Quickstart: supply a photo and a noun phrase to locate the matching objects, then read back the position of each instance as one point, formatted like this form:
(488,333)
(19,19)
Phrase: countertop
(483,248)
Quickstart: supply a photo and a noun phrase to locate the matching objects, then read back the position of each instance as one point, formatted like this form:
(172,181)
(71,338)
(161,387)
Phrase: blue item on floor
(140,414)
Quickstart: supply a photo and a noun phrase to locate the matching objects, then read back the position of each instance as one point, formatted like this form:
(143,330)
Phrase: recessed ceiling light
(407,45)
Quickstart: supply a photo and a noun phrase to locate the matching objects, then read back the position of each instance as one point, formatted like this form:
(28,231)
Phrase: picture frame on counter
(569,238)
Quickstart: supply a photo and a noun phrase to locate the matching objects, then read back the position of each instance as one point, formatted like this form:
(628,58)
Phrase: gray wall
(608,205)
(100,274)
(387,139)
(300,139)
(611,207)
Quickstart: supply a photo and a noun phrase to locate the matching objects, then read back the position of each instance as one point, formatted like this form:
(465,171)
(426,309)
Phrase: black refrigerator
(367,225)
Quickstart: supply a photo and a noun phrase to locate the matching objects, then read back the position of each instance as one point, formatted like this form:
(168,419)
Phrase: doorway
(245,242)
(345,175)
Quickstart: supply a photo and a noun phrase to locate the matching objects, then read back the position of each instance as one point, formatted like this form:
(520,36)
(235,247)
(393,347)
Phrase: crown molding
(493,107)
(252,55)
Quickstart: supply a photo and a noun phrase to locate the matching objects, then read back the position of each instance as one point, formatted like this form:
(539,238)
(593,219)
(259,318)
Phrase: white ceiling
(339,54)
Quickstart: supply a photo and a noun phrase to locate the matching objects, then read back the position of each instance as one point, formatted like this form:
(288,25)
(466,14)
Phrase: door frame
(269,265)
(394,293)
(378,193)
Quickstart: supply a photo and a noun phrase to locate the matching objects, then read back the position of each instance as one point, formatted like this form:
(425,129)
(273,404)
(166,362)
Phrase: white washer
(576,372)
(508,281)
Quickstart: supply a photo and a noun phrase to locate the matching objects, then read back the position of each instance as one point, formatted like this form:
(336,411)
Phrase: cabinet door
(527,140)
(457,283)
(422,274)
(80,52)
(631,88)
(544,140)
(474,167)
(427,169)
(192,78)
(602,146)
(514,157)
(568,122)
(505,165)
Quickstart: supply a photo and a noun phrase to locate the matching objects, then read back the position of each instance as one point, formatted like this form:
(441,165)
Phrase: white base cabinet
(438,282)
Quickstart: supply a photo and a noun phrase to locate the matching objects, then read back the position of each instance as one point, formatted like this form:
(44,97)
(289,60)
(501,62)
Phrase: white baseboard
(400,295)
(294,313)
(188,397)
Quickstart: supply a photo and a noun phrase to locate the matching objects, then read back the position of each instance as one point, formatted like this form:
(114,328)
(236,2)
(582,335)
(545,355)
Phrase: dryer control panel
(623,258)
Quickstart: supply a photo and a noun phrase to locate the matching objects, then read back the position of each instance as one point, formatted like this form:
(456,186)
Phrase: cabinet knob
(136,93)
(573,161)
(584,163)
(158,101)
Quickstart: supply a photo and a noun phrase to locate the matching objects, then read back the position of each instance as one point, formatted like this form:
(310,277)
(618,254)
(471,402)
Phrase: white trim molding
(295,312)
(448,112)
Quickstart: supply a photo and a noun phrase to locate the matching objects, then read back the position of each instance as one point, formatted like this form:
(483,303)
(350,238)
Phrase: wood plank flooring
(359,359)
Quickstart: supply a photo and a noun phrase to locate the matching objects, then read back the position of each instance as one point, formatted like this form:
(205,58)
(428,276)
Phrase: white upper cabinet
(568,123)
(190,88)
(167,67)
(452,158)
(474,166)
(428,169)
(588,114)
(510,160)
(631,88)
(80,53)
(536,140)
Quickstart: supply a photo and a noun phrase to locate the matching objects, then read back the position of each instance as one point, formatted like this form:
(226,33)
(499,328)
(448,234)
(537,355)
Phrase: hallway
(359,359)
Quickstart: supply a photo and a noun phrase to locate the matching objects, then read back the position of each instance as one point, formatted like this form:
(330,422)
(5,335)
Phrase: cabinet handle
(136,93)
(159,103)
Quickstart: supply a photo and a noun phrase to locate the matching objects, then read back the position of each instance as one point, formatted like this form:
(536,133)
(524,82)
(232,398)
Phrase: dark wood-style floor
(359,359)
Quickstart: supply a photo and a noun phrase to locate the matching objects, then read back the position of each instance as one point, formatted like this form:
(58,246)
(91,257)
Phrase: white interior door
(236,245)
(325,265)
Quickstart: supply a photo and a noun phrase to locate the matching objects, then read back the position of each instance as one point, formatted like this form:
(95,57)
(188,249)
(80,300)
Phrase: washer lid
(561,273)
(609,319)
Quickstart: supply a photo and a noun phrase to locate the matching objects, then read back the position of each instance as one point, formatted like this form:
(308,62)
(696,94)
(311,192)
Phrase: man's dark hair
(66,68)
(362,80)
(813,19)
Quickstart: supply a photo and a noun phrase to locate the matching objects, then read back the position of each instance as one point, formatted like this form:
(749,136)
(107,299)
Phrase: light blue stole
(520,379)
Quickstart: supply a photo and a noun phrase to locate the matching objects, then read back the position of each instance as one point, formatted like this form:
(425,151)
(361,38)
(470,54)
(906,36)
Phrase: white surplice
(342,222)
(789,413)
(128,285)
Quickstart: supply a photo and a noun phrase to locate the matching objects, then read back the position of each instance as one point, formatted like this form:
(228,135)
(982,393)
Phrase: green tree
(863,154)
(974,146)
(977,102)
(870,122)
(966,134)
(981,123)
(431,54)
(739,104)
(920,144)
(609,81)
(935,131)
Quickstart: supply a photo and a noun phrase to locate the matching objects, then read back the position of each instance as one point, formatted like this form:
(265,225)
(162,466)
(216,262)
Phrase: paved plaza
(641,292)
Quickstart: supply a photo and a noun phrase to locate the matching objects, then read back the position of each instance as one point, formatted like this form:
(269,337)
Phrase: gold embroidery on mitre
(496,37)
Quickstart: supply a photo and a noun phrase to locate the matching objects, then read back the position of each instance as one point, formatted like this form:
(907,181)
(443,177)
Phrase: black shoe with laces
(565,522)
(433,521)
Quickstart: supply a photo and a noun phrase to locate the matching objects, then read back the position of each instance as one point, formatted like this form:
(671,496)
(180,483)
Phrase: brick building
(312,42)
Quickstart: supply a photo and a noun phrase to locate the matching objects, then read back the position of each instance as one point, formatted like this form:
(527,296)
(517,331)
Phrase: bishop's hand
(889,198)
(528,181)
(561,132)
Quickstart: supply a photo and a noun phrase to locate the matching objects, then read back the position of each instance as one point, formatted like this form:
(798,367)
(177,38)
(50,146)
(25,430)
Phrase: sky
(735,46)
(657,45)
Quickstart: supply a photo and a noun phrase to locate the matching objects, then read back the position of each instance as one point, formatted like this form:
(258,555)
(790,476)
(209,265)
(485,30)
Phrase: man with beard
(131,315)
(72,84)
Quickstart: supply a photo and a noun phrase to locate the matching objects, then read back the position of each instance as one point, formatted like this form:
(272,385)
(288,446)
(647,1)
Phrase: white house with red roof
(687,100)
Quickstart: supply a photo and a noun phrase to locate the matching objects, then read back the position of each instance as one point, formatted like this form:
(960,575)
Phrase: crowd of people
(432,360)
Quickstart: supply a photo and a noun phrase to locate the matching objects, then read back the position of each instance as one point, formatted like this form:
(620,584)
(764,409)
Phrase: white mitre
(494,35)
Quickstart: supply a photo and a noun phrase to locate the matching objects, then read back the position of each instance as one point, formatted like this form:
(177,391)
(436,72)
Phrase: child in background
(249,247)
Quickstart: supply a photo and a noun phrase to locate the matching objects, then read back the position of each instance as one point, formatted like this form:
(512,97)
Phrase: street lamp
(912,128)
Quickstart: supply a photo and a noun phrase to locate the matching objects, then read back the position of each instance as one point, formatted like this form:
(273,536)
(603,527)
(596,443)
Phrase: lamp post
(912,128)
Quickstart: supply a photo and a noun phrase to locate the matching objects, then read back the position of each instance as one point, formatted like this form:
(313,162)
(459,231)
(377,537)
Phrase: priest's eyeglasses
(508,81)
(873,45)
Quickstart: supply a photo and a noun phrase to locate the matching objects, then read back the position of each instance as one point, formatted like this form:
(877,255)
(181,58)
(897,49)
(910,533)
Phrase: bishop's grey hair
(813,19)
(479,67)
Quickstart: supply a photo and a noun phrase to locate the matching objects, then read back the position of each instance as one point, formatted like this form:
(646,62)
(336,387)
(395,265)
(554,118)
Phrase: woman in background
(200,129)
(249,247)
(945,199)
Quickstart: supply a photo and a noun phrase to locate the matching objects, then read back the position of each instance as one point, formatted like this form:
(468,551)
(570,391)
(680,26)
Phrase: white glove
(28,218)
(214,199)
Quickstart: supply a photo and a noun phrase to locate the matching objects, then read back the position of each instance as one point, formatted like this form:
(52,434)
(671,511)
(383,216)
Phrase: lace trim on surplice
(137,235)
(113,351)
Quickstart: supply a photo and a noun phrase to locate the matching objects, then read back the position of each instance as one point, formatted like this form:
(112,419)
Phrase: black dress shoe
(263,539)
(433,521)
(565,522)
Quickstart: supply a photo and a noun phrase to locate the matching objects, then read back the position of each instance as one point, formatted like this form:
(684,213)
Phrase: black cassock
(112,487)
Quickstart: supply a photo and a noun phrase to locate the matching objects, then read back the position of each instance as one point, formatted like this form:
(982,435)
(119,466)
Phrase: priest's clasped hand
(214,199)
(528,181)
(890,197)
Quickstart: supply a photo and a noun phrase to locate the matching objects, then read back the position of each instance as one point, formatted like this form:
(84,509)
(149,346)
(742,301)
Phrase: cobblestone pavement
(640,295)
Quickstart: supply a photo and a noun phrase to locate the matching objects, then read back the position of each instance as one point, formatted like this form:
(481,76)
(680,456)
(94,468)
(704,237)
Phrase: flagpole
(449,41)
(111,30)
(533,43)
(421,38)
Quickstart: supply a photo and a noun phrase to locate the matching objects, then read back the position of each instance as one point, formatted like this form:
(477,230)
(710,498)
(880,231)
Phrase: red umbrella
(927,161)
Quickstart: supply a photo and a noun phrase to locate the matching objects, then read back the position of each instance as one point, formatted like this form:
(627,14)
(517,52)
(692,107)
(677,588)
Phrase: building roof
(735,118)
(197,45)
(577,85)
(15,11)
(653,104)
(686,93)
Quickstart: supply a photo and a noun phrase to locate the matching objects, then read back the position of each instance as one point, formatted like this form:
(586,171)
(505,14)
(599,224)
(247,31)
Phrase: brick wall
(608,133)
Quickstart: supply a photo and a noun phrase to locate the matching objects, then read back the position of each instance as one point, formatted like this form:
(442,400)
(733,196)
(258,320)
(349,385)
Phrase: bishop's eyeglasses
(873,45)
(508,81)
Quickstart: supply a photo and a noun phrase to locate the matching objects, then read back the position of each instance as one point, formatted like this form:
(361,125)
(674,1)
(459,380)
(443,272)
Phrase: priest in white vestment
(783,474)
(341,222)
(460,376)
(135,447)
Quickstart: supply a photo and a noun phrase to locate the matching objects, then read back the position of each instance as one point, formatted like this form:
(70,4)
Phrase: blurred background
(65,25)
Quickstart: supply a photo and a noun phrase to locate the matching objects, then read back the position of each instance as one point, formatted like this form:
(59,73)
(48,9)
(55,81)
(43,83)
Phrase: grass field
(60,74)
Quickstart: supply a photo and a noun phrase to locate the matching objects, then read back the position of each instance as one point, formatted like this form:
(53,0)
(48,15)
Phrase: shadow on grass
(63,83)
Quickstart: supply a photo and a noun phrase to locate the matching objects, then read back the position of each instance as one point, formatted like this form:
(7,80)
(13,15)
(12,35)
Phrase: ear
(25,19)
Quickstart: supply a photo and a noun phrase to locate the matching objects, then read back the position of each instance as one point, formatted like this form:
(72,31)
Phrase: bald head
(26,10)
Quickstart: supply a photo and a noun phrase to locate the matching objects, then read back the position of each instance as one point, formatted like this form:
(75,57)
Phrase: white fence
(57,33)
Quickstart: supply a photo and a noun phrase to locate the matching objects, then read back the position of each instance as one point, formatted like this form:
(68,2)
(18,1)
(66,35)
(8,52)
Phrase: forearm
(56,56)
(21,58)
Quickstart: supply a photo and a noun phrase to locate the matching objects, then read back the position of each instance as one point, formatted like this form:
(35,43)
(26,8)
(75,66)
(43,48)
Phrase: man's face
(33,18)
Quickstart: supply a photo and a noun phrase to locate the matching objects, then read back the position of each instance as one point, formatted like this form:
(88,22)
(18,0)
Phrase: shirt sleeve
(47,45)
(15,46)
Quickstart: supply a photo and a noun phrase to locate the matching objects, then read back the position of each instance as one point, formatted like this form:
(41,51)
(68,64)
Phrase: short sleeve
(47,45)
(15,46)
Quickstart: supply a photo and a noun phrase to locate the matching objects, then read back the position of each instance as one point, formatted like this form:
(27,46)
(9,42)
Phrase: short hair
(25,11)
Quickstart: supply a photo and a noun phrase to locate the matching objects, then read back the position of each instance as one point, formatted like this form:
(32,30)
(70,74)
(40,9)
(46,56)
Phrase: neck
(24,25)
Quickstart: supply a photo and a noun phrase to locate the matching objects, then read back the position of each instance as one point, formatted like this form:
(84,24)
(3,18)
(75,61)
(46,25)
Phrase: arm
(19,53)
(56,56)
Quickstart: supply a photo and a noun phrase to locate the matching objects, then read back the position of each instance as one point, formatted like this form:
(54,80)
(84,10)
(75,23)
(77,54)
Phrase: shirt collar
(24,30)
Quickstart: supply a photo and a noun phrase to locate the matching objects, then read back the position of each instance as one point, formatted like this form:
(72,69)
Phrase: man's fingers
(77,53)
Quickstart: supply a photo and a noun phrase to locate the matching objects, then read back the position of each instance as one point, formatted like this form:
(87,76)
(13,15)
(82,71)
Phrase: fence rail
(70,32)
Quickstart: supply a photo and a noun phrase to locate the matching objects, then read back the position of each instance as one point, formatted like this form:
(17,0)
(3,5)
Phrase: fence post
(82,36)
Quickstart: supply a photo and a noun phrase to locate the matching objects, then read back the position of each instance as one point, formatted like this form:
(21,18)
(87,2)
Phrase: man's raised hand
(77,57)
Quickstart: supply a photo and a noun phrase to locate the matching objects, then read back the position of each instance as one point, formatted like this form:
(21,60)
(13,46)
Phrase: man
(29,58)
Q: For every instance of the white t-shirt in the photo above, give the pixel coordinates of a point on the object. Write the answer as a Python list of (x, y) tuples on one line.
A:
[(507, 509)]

* * * * * * *

* _Problem_:
Starting at the line that contains "Phrase: man's raised hand", retype each remaining line of the records exactly; that line and the last line are both included.

* _Written response_:
Phrase: man's raised hand
(77,57)
Quickstart: supply a photo and a noun phrase to locate the matching objects, then read back the position of each instance as one point, formatted like this form:
(21,60)
(13,46)
Phrase: man
(29,58)
Q: For every instance of the white t-shirt in the photo above, give the pixel coordinates of a point on the object. Write the answer as a Python list of (x, y) tuples on one line.
A:
[(507, 509)]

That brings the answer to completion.